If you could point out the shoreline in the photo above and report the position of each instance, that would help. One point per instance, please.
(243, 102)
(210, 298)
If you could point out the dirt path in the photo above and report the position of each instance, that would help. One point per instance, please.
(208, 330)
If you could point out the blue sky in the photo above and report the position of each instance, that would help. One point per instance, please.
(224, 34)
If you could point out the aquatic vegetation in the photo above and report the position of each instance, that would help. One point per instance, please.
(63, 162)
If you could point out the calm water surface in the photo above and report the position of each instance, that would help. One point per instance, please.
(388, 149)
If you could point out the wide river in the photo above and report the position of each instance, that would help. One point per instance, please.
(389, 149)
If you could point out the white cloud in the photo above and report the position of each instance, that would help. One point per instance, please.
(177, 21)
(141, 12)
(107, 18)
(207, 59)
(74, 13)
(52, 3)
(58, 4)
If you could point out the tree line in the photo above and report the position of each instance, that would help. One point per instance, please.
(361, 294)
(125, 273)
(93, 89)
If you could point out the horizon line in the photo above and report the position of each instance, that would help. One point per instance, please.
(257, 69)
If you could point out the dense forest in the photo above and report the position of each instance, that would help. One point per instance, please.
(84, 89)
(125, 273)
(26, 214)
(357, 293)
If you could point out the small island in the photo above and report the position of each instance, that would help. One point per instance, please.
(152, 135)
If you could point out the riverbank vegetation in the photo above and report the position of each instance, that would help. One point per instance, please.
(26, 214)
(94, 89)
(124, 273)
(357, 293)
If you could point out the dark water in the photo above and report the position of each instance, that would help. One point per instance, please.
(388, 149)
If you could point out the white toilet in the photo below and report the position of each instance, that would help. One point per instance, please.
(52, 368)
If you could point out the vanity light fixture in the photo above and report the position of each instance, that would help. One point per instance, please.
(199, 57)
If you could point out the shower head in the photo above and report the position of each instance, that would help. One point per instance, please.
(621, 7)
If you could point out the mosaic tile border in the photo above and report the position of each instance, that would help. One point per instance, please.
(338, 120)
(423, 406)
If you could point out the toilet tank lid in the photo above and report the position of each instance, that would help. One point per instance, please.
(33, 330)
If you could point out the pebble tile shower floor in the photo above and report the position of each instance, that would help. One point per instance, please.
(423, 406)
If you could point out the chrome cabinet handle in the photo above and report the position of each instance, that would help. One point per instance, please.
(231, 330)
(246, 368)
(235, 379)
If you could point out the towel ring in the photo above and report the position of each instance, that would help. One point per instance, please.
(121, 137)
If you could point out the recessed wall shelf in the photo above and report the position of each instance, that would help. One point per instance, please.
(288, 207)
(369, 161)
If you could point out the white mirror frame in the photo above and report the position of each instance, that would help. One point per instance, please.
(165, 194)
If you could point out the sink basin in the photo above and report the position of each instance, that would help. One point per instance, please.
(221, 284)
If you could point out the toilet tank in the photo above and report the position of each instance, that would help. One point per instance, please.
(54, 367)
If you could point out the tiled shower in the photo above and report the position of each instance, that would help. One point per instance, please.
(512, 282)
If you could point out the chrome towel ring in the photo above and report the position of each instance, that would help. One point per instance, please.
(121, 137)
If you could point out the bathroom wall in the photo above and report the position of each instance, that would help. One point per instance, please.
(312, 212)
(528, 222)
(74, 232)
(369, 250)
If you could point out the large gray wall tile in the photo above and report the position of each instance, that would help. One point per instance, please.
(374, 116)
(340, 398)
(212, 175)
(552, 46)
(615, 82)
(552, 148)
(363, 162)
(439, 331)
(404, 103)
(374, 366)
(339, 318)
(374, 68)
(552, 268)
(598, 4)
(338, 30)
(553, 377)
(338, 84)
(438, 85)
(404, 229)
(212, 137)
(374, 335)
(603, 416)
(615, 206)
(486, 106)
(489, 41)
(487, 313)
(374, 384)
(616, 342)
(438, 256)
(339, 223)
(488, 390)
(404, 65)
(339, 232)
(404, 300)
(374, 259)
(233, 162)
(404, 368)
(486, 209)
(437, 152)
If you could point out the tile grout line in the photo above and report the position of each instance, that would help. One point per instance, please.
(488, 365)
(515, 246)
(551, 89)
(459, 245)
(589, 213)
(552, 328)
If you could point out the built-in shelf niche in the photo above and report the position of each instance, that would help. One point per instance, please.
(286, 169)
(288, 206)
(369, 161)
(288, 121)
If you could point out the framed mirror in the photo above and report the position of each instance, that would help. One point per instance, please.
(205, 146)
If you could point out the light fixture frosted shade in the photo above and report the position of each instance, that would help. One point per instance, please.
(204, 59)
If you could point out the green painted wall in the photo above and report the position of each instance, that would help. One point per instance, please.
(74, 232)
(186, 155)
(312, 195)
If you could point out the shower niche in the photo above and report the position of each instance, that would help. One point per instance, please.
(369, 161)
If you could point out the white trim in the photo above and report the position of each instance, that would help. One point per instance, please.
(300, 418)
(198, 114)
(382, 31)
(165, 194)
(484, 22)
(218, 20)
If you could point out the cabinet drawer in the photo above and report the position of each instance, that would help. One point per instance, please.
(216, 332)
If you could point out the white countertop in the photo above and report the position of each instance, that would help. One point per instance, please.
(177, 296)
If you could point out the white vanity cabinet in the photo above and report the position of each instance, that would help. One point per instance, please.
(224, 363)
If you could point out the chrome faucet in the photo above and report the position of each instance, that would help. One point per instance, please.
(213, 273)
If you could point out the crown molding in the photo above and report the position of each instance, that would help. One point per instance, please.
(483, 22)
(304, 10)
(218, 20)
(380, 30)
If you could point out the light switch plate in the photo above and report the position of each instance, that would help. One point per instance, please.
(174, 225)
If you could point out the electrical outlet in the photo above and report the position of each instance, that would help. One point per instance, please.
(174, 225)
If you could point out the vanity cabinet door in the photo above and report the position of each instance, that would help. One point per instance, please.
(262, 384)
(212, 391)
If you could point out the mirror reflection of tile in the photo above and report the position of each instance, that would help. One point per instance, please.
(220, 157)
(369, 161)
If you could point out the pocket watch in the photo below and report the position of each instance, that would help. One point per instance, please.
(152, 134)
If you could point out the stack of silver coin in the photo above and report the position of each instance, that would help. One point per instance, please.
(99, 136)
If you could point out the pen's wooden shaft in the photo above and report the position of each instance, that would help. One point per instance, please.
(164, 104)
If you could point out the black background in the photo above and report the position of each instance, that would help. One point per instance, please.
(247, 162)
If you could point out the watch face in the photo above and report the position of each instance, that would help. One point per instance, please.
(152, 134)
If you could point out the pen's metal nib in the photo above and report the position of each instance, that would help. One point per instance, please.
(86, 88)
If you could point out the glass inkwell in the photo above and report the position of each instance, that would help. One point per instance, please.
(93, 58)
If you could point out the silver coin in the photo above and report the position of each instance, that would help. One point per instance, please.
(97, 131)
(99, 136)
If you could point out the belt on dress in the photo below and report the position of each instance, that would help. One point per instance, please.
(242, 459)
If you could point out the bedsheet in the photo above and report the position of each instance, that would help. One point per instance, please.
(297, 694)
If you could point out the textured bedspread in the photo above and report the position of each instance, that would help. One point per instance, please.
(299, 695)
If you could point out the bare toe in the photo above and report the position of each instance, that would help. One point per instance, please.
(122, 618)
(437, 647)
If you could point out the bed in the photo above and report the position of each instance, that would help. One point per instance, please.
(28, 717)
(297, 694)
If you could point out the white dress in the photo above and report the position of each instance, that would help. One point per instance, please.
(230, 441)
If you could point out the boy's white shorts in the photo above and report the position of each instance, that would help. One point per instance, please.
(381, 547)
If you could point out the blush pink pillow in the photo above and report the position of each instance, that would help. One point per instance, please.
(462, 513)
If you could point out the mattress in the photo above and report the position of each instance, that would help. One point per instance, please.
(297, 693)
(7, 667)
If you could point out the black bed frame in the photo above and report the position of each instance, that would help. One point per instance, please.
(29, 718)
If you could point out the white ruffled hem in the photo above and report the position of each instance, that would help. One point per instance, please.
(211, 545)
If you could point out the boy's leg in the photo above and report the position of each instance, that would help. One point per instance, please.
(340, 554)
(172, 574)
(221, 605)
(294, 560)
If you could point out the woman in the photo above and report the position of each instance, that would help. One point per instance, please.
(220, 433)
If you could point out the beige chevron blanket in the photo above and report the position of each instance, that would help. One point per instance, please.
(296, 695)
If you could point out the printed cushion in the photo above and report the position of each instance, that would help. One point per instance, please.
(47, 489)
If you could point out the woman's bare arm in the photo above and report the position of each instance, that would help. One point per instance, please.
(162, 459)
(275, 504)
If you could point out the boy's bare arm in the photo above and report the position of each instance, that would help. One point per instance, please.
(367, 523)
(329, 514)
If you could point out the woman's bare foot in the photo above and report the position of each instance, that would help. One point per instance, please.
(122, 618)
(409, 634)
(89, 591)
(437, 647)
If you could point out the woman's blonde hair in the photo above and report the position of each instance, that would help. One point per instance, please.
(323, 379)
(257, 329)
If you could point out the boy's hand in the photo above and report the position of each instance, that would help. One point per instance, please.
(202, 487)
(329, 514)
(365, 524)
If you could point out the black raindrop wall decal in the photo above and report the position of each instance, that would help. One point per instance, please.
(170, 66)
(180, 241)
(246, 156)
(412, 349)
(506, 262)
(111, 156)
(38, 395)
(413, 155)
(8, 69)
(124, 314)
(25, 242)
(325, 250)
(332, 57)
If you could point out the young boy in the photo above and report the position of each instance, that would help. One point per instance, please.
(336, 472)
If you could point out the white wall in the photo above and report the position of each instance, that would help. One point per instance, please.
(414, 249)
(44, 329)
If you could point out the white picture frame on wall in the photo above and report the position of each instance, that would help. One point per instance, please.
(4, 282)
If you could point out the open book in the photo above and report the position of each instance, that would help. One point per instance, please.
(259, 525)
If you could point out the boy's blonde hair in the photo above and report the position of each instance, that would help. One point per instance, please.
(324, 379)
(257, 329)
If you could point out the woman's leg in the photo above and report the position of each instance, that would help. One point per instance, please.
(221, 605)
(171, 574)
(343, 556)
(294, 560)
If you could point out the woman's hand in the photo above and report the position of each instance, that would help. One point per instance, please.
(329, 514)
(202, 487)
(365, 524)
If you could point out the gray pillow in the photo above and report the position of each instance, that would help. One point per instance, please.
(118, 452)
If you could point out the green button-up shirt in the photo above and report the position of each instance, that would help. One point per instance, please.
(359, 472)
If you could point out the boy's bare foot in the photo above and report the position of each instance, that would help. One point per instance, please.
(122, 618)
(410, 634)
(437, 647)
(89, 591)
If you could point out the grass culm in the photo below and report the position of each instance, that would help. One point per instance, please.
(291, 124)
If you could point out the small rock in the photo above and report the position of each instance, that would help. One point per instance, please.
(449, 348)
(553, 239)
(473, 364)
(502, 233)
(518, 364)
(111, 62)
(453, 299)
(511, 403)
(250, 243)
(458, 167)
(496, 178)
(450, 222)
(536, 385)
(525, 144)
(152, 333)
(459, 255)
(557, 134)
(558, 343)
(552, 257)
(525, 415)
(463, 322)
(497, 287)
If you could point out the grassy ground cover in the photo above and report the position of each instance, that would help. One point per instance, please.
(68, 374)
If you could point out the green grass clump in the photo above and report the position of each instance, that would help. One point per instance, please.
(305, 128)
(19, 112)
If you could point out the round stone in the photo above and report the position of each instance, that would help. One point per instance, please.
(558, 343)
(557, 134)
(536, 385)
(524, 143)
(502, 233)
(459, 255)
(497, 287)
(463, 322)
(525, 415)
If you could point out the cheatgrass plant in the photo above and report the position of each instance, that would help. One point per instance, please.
◇ ◇ ◇
Directions for this task: Only the lines from the one containing "If you could point out the grassy" through the last line above belong in your answer. Retype them exactly.

Written response:
If you could point out the grassy ground cover in the photo above and report the position of each instance, that would help. One point per instance, please.
(68, 374)
If you could point out the green grass clump in the photo above and report the position of each instance, that would help. One point per instance, please.
(305, 128)
(19, 112)
If you could point out the round stone in the photo above and report the position of each instance, that would help. One point per instance, please.
(558, 343)
(557, 134)
(536, 385)
(524, 143)
(502, 233)
(459, 255)
(497, 287)
(463, 322)
(525, 415)
If you could point out the cheatgrass plant in the photo above and report the position of each instance, that would help. One point per instance, please.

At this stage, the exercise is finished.